• [DATA IN THIS EXERCISE]

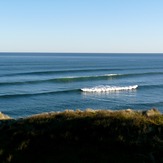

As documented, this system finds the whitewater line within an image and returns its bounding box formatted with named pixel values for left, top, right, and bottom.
left=81, top=85, right=138, bottom=92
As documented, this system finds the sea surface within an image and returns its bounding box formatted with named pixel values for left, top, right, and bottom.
left=0, top=53, right=163, bottom=118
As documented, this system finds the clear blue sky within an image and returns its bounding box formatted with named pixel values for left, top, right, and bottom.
left=0, top=0, right=163, bottom=53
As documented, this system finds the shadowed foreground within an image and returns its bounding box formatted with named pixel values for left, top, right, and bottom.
left=0, top=109, right=163, bottom=163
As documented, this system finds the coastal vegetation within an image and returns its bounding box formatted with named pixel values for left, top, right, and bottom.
left=0, top=109, right=163, bottom=163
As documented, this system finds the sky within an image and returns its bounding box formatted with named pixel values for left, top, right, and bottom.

• [TASK DESCRIPTION] Copy every entry above word for word, leaving out the picture.

• [FINISHED EXERCISE]
As documented, this system finds the whitewater line within an image and returns its bounding box formatted with named pixel values for left, top, right, and bottom.
left=81, top=85, right=138, bottom=92
As documented, this system finds the sea surface within an image and returns its bounding box formatted with named pixel values for left, top, right, and bottom.
left=0, top=53, right=163, bottom=118
As documented, this system finds the clear blue sky within an image and returns its bounding box formatted with named pixel values for left, top, right, and bottom.
left=0, top=0, right=163, bottom=53
As documented, this system finds the shadowed foreground within an image and returns its bounding box formatted with named pixel values for left, top, right, and bottom.
left=0, top=109, right=163, bottom=163
As documented, this system finds the coastal vegetation within an image and returns its bounding box formatted with named pixel values for left, top, right, and bottom.
left=0, top=109, right=163, bottom=163
As documented, this system finds the sky within an image and returns its bounding box formatted with named pixel values for left, top, right, and bottom.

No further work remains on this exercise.